_Stated exercise_. Please continue the forum thread on eating propolis below, picking up after its final post.

_Document section_.
<<<<
# eating propolis



## Guest (Feb 8, 2003)

can propolis be eaten straight out of the hive? What is its taste and texture? Is it better to chew or just swallow? Thanks!!


----------



## Michael Bush (Aug 2, 2002)

I have not tried eating it out of the hive, I have taken it in capsules. I have chewed some before. The taste depends on where they are gathering it. It could be anything from pine/turpentine kind of taste to other things. Sometimes it's pretty bitter.


----------



## Hook (Jun 2, 2002)

I don't think I would want to eat it either. My understanding of it, is it is basically tree sap that they gather, for sealing purposes. I think a steak would taste alot better!

------------------
Dale Richards
Dal-Col Apiaries
Drums, PA


----------



## hrogers (Dec 16, 2000)

Howdy Raw --

Here in southwest Arkansas the resin from
SweetGum is used for propolis almost exclusively. We used it as chewing gum a lot
of years ago (when the penny for a pack of gum was not available). It has a pleasant taste, but must be at the right consistancy
or it will stick to the teeth.

Doc


----------



## dickm (May 19, 2002)

I have an article that states that propolis makes a mouthwash that will kill the germs that cause tooth decay. It has antibiotic properties in the hive as well. Thanks, trees.


----------



## Clayton (Dec 8, 2000)

There are two types of propolis in hives. There is the hard resin and the soft glue like resin. For taking internally you should try to get the the hard resin. You scrap what you need for family or personal use. Then hand pick and clean it. Place it in small electric food processor like one would use to grind spices. This can then be placed in capsules or one can make a tincture by placing in alcohol. So to answer your question yes you can eat it out of the hive. It is rather bitter so I'd just swallow. Better off to place in capsules.
>>>>
Excerpts of bounding box data
<<<<
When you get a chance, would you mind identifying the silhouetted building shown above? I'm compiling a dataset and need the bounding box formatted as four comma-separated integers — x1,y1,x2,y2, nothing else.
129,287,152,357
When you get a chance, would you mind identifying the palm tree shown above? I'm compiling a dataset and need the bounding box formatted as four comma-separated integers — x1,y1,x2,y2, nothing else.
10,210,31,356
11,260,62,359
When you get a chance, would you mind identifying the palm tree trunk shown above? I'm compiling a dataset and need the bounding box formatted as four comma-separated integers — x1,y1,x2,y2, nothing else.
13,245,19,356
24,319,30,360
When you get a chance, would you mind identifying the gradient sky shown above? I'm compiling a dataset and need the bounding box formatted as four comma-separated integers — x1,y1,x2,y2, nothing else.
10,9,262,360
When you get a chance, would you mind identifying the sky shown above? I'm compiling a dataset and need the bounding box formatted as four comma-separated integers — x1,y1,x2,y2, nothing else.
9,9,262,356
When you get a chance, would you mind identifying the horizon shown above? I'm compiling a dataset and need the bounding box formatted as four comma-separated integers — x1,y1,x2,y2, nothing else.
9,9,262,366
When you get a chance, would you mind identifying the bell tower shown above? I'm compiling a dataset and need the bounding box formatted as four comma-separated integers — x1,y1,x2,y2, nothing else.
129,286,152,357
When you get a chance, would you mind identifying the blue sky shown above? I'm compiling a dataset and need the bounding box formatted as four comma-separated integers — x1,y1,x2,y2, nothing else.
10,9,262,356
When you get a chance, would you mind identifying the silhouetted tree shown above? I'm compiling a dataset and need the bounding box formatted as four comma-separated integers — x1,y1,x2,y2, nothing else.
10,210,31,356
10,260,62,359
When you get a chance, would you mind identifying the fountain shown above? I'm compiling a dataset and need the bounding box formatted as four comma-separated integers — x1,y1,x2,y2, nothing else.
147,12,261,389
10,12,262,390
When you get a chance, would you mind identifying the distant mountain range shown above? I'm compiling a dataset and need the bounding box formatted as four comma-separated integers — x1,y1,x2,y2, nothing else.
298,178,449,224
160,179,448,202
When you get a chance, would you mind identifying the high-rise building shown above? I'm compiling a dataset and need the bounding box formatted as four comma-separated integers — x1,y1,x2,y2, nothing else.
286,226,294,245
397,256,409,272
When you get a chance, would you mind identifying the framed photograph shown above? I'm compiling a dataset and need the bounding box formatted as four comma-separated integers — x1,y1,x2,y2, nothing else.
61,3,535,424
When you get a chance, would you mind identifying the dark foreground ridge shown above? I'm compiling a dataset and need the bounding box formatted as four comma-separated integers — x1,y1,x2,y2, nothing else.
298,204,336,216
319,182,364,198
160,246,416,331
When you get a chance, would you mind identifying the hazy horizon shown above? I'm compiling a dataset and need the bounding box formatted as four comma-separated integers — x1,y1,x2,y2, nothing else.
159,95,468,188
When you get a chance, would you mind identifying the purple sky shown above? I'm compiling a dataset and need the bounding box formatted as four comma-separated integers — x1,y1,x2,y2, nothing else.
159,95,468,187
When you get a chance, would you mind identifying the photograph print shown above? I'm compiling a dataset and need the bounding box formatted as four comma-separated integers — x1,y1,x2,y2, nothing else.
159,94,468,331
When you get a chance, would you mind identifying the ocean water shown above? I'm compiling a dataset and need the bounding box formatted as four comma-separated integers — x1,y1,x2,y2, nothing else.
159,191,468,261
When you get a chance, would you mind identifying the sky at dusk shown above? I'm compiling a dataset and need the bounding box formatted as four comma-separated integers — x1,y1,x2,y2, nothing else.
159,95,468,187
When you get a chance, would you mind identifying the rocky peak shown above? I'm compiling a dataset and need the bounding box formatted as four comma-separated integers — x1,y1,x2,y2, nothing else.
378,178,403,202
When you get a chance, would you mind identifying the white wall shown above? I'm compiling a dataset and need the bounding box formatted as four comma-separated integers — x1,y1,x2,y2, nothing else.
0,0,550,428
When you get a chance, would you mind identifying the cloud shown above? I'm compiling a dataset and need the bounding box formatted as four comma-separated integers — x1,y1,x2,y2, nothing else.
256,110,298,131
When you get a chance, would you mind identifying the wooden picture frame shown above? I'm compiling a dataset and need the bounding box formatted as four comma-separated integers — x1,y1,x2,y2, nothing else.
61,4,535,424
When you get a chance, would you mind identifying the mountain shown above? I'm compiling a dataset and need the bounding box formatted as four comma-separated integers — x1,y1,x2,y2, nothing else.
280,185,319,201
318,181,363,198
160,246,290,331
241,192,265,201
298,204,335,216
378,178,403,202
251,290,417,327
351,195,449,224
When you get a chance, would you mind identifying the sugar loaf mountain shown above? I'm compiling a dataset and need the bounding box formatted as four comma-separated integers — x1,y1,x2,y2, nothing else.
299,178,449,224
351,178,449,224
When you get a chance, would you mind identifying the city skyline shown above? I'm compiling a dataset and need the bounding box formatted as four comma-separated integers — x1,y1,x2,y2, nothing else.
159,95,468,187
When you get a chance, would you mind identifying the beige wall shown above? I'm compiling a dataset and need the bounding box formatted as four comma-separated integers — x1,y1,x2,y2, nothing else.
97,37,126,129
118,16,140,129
>>>>
_Expected answer_.
Clay


----------



## Guest (Feb 9, 2003)

Eating Propolis? Being from Europeen Backround I can tell you the best way to take propolis. Propolis is solubule in alcohol. However the only alcohol I know of for Human consumption is Polish Spiritus 196 proof.You take 6 heaping tablespoons of propolis and add to 1 liter of spiritus. shke bottle 2 times a day keeping it in dark place. At the end of seven days pour off the clear liquad into a dark bottle. take appx 15 to 20 drops into a small shot glass and fill with water. It will turn to what looks like milk. Drink and enjoy once in morning before breaffast and again before supper. Great for stomach ulcers kidney stones gall stones and any intestinal disorders. Been using for years. 65 years old and healthy.


----------



## rainesridgefarm (Sep 4, 2001)

DO NOT USE RUBBING ALCOHOL. YOU WILL GO BLIND AND MAY DIE. ONLY USE EVERCLEAR GRAIN ALCOHOL OR 151 RUM. UNLESS THE ALCOHOL CONTENT IS HIGH ENOUGH IT WILL NOT DISOLVE THE PROPOLIS. ALSO DO NOT HEAT THIS OR USE IT NEAR A FLAME. IF YOU SMOKE STAY CLEAR WHEN USING.


----------



## Robert Brenchley (Apr 23, 2000)

I dissolve the propolis in vodka. It takes a while, and the taste is best left unmentioned, but its a superb treatment for mouth ulcers. Rubbing alcohol would be all right for external use, but vodka-based tincture can be used for either, so what's the point? The stuff's seriously dangerous if youy drink it.

I forgot - you need to keep it in the dark.

[This message has been edited by Robert Brenchley (edited February 09, 2003).]


----------



## Jorge (Sep 24, 2002)

I cannot remember the name it was sold under and it was not easy to find, but years ago I bought in a large West Hardford (CT)liquor store a bottle of 180 proof (perhaps even 200 proof) grain alcohol I used to make all kinds of delicious berry drinks. Basically, you fill a jar with the berries you like and then pour to cover them with the stuff (+ sugar if you like things really sweet). My father once showed me an even more delicius drink: fill a jar with cherries (the sour ones are the best) and the fill in the spaces with plain granulated sugar (the same we use to make the syrups for the bees ... this is to keep this post api-related







. Cover with cloth (do not seal with a tight lid unless you want the jar to explode and live a colosal mess. After a few weeks you have the best (sweet) drink you ever had. Anyway, back to propolis, this alcohol has very little taste and is about double strength of that of vodka and would be ideal for disolving propolis.

Jorge


----------



## BULLSEYE BILL (Oct 2, 2002)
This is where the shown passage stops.